- [Fragmento del documento]
----
Cuesta mucho, en el curso de la vida, detectar la inteligencia ajena, para no mencionar la propia, porque no es visible en primera instancia y está hecha de cuestiones sutiles. Cuando niño y, más que nada, cuando joven, uno se confunde con esta variable tan señera de la condición humana. De ahí el éxito que alcanza justamente entre los jóvenes el discurso de los fanáticos narcisistas, del cual la parte burda no se ve. El énfasis, la autoafirmación, pasa por inteligencia trágica: el hombre incomprendido, que se debe a sus ideas, que ha debido luchar contra los cobardes enquistados en el poder, contra los mediocres de la televisión, contra autoridades religiosas, en fin. El hecho de que se nieguen a transmitir sus opiniones les da a éstas el valor de la verdad.
Cuando niño, en el colegio, nos hicieron disertar sobre el famoso libro de Ana Frank. Debo decir que nuestra miseria sexual era tal que en esa intimidad forzada por el exterminio suponíamos poder encontrar escenas eróticas. Tendríamos unos doce años. Buscando lo mismo, me imagino, llegamos a conocer Páginas de un diario, de Lily Íñiguez
Matte, que yo birlé de los libros de mi abuelo. La parte del deseo encabritado, la parte de la "cochinada", no apareció en nuestras disertaciones. En ellas más bien manifestamos altruismo y sentimientos superiores, lo que indica un manejo muy nítido de los dobles discursos a una edad bastante temprana.
----
- [Datos proporcionados]
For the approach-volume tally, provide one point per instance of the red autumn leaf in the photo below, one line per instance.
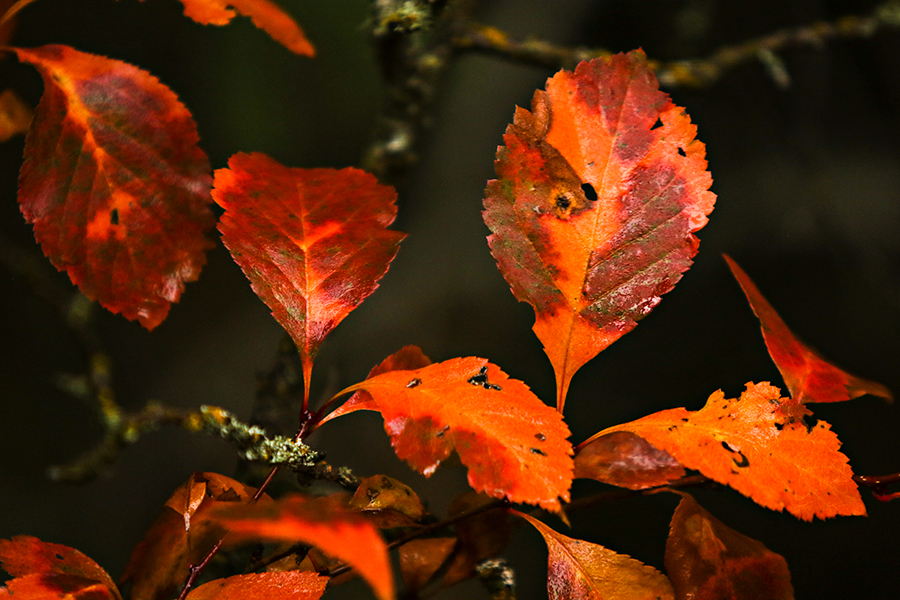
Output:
----
- [Tareas del ejercicio]
1. ¿Sobre qué libro famoso se disertó en el colegio, según el fragmento?
2. Reproduce literalmente la parte del fragmento que comienza con "Cuesta mucho, en" y sigue hasta "de la verdad.".

- [Respuestas]
1. Sobre el famoso libro de Ana Frank.

2.
Cuesta mucho, en el curso de la vida, detectar la inteligencia ajena, para no mencionar la propia, porque no es visible en primera instancia y está hecha de cuestiones sutiles. Cuando niño y, más que nada, cuando joven, uno se confunde con esta variable tan señera de la condición humana. De ahí el éxito que alcanza justamente entre los jóvenes el discurso de los fanáticos narcisistas, del cual la parte burda no se ve. El énfasis, la autoafirmación, pasa por inteligencia trágica: el hombre incomprendido, que se debe a sus ideas, que ha debido luchar contra los cobardes enquistados en el poder, contra los mediocres de la televisión, contra autoridades religiosas, en fin. El hecho de que se nieguen a transmitir sus opiniones les da a éstas el valor de la verdad.